### How to complete this task
After locating the line that contains "target | bare tree" in the records below, write out exactly that line and each line after it through the one that contains "target | blue sky", and nothing else.

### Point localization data
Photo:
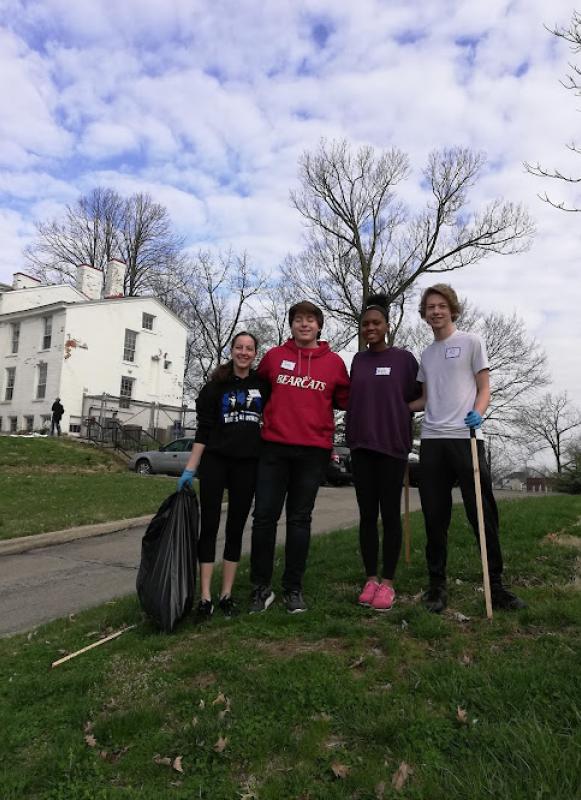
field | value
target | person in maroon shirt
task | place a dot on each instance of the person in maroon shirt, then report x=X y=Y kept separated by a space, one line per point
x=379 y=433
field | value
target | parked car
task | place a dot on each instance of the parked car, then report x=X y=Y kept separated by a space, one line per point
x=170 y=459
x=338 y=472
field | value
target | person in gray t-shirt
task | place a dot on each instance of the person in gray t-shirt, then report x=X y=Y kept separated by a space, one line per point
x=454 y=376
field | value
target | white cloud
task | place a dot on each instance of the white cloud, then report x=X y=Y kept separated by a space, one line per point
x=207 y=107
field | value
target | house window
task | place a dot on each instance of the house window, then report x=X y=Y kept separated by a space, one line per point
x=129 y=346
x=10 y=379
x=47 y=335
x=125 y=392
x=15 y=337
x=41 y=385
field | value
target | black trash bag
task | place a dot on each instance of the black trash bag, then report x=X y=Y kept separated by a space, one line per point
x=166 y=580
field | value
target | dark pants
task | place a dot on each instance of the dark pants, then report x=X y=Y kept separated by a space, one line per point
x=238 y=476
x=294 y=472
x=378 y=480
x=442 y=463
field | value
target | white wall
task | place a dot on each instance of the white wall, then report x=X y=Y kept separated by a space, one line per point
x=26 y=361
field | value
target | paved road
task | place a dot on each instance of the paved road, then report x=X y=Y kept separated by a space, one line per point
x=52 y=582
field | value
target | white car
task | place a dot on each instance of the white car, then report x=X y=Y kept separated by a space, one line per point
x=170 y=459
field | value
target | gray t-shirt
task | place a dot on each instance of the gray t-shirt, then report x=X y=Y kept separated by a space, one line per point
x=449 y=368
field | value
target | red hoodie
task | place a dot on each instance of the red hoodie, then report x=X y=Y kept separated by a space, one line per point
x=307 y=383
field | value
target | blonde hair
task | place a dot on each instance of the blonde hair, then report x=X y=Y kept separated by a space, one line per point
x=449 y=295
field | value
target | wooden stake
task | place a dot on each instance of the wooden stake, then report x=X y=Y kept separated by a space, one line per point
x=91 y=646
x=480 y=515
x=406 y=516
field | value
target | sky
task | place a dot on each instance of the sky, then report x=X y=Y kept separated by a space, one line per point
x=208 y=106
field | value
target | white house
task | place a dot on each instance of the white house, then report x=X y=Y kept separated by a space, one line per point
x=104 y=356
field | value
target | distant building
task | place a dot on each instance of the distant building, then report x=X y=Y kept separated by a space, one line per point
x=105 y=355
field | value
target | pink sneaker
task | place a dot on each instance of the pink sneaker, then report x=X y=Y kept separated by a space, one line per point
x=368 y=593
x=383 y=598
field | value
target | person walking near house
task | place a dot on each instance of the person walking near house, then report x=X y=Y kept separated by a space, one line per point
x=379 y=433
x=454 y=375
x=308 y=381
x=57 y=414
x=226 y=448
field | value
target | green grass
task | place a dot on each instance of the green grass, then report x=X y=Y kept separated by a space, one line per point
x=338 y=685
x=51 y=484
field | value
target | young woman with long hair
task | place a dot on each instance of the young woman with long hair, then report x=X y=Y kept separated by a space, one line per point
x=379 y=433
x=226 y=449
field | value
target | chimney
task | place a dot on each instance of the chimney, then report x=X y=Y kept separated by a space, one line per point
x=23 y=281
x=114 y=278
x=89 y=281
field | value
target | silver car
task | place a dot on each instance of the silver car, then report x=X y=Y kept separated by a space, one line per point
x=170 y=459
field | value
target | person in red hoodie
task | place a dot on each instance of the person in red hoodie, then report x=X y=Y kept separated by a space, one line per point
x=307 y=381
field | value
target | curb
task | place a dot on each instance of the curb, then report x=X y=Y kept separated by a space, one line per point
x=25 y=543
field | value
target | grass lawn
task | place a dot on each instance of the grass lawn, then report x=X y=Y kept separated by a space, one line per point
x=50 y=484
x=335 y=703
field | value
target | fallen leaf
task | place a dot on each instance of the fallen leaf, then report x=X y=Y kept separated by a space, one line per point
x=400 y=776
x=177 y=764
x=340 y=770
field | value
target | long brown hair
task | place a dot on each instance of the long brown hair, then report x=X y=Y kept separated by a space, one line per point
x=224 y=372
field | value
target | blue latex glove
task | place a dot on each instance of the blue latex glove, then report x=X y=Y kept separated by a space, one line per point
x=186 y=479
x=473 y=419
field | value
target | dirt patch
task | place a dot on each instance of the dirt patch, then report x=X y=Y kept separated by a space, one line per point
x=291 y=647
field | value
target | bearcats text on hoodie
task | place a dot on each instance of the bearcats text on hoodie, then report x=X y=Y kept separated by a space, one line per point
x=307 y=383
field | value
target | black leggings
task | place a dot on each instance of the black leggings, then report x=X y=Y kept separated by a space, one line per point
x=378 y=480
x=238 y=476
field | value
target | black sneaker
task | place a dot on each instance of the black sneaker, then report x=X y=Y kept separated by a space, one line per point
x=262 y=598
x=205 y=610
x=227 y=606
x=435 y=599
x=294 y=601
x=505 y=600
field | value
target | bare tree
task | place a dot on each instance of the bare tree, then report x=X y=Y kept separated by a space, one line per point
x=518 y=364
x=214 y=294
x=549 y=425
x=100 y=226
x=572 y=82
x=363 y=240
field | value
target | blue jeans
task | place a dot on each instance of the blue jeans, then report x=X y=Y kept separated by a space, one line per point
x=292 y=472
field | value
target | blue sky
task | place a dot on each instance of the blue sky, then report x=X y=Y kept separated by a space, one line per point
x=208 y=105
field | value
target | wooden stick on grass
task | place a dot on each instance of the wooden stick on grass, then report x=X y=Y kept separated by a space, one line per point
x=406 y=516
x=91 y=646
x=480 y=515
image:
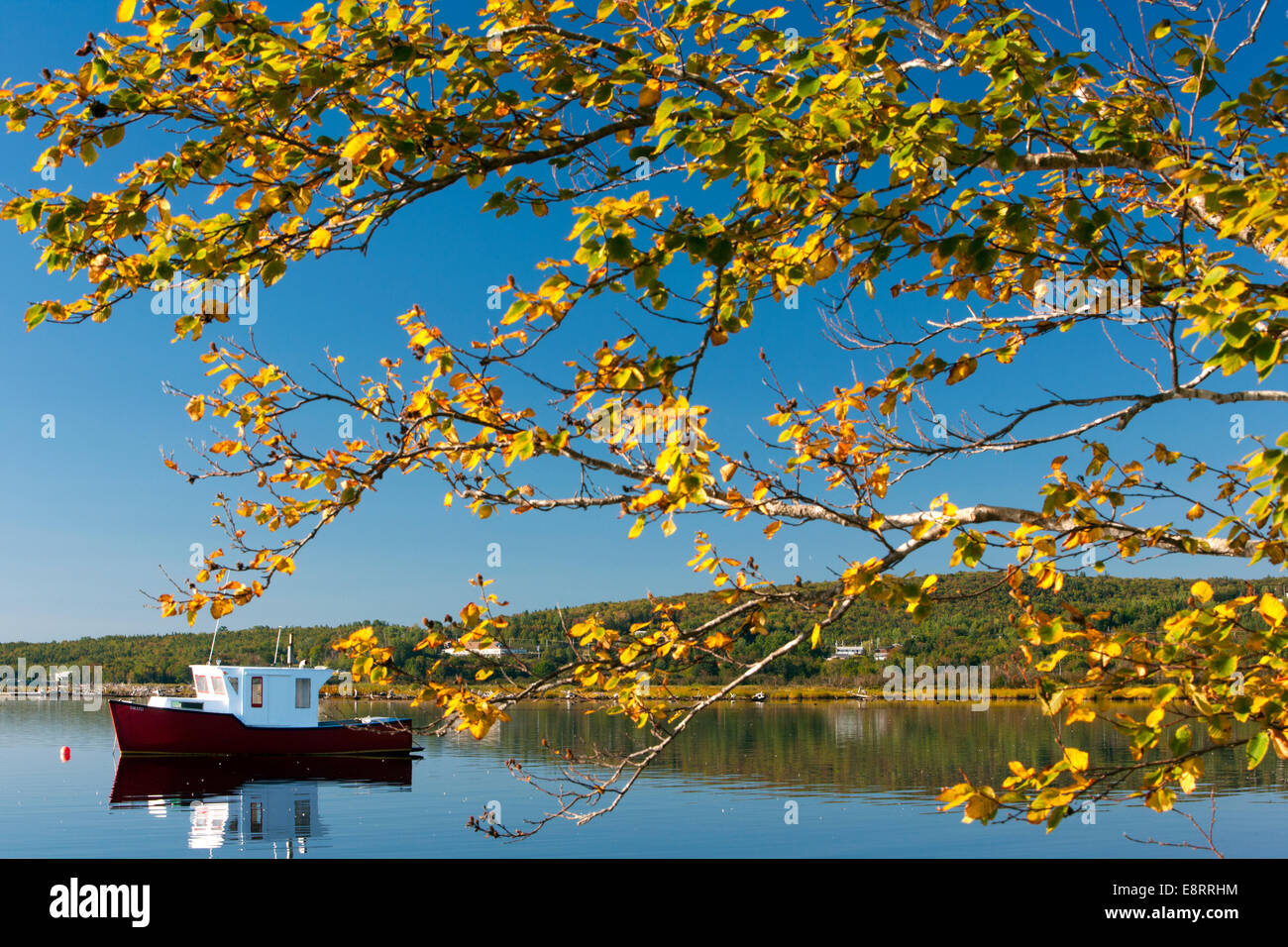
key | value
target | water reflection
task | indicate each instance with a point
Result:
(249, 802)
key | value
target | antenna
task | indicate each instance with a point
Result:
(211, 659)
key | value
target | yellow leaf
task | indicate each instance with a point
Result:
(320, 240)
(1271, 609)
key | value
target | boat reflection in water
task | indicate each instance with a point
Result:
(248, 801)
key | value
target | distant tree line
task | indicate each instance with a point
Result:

### Output of the exercise
target | bare tree
task | place a dot on each instance of the bare tree, then report x=X y=Y kept separated by a space, one line per point
x=518 y=364
x=214 y=294
x=549 y=425
x=100 y=226
x=572 y=82
x=363 y=240
field | value
target | blue jeans
task | place a dot on each instance of the blue jeans, then report x=X y=Y kept separated by a space, one line per point
x=292 y=472
field | value
target | blue sky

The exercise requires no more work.